• **TASK TO COMPLETE**
Starting at the beginning of the data and stopping after the line that contains "positive clicks: (615, 323)", express those lines as a JSON list of strings, one per line, with both ends included and blank lines omitted. Leave the pictures out of the answer.

*** Opening of RECORDS TO USE ***

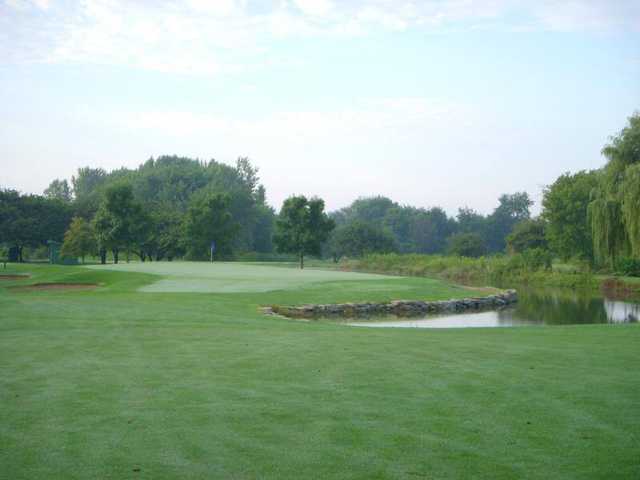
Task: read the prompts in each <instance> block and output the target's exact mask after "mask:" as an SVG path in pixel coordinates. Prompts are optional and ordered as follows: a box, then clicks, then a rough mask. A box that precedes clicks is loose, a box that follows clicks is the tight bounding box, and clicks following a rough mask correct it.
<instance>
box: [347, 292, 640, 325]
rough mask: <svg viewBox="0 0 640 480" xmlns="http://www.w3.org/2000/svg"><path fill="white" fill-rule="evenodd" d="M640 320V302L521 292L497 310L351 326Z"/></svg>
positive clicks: (615, 323) (562, 294) (573, 321)
mask: <svg viewBox="0 0 640 480" xmlns="http://www.w3.org/2000/svg"><path fill="white" fill-rule="evenodd" d="M639 320H640V300H638V299H634V300H616V299H613V298H606V297H596V296H593V295H589V294H583V293H577V292H566V291H553V292H552V291H545V290H529V289H518V303H517V304H515V305H514V306H512V307H508V308H504V309H502V310H497V311H485V312H476V313H460V314H453V315H431V316H425V317H423V318H398V317H384V318H380V319H375V320H374V319H372V320H356V321H349V322H348V324H349V325H354V326H366V327H404V328H469V327H517V326H535V325H577V324H593V323H610V324H616V323H633V322H638V321H639Z"/></svg>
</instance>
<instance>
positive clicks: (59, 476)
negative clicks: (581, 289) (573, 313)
mask: <svg viewBox="0 0 640 480" xmlns="http://www.w3.org/2000/svg"><path fill="white" fill-rule="evenodd" d="M26 272H28V273H31V274H32V276H31V278H29V279H22V280H6V279H4V280H2V279H0V478H2V479H5V478H6V479H12V480H13V479H30V480H32V479H40V478H41V479H47V480H49V479H65V480H67V479H94V478H95V479H98V478H100V479H122V478H126V479H130V478H134V479H135V478H141V479H142V478H146V479H164V478H176V479H178V478H180V479H184V478H197V479H214V478H216V479H217V478H223V479H227V478H228V479H258V478H260V479H286V478H292V479H307V478H318V479H327V478H340V479H350V478H353V479H356V478H357V479H376V478H380V479H382V478H406V479H421V478H424V479H434V478H437V479H440V478H443V479H452V478H453V479H456V478H460V479H468V478H490V479H514V478H528V479H529V478H530V479H545V480H548V479H568V478H576V479H585V478H603V479H604V478H606V479H613V478H623V479H625V478H629V479H637V478H640V355H639V352H640V326H639V325H616V326H608V325H589V326H558V327H542V328H540V327H538V328H527V327H522V328H512V329H510V328H502V329H469V330H465V329H460V330H438V331H434V330H426V329H425V330H422V329H415V330H414V329H410V330H408V329H368V328H358V327H347V326H341V325H335V324H330V323H321V322H311V323H305V322H297V321H293V320H286V319H281V318H275V317H264V316H262V315H261V314H260V313H259V312H258V306H259V305H263V304H271V303H307V302H342V301H363V300H388V299H398V298H421V299H442V298H450V297H459V296H465V295H473V294H474V293H473V292H468V291H466V290H464V289H463V288H461V287H455V286H449V285H447V284H445V283H443V282H440V281H437V280H430V279H425V278H400V277H384V276H376V275H362V274H350V273H343V272H337V271H332V272H323V271H318V270H307V271H305V272H298V271H296V270H295V269H287V268H278V267H266V266H260V265H242V264H239V265H238V264H235V265H234V264H216V265H209V264H187V263H174V264H170V263H161V264H157V263H156V264H129V265H126V264H125V265H119V266H108V267H107V268H105V267H91V268H85V267H52V266H36V265H24V266H14V265H11V266H9V267H8V268H7V270H6V271H0V274H11V273H26ZM40 282H80V283H99V284H100V285H101V286H100V287H98V288H97V289H96V290H93V291H86V290H84V291H64V290H54V291H20V290H17V289H11V288H6V287H12V286H18V285H27V284H33V283H40ZM194 290H195V292H194ZM203 292H206V293H203Z"/></svg>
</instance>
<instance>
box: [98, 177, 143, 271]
mask: <svg viewBox="0 0 640 480" xmlns="http://www.w3.org/2000/svg"><path fill="white" fill-rule="evenodd" d="M144 217H145V215H144V212H143V210H142V205H141V204H140V203H138V202H137V201H136V200H135V198H134V196H133V188H132V187H131V185H130V184H128V183H125V182H120V183H116V184H114V185H110V186H109V187H107V189H106V190H105V193H104V198H103V200H102V203H101V204H100V207H99V208H98V212H97V213H96V215H95V219H94V229H95V232H96V238H97V241H98V248H99V249H100V250H102V252H101V258H102V262H103V263H104V258H105V257H104V251H106V250H111V251H112V252H113V260H114V262H115V263H118V259H119V252H120V249H125V250H126V252H127V255H128V254H129V252H130V251H131V249H132V247H134V246H135V245H137V244H138V243H140V241H141V240H142V239H141V235H142V231H141V226H142V225H145V222H146V219H145V218H144ZM145 233H146V232H145Z"/></svg>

*** Close of RECORDS TO USE ***

• **WRITTEN ANSWER**
[
  "Task: read the prompts in each <instance> block and output the target's exact mask after \"mask:\" as an SVG path in pixel coordinates. Prompts are optional and ordered as follows: a box, then clicks, then a rough mask. A box that precedes clicks is loose, a box that follows clicks is the tight bounding box, and clicks following a rough mask correct it.",
  "<instance>",
  "box: [347, 292, 640, 325]",
  "rough mask: <svg viewBox=\"0 0 640 480\" xmlns=\"http://www.w3.org/2000/svg\"><path fill=\"white\" fill-rule=\"evenodd\" d=\"M640 320V302L521 292L497 310L351 326Z\"/></svg>",
  "positive clicks: (615, 323) (562, 294) (573, 321)"
]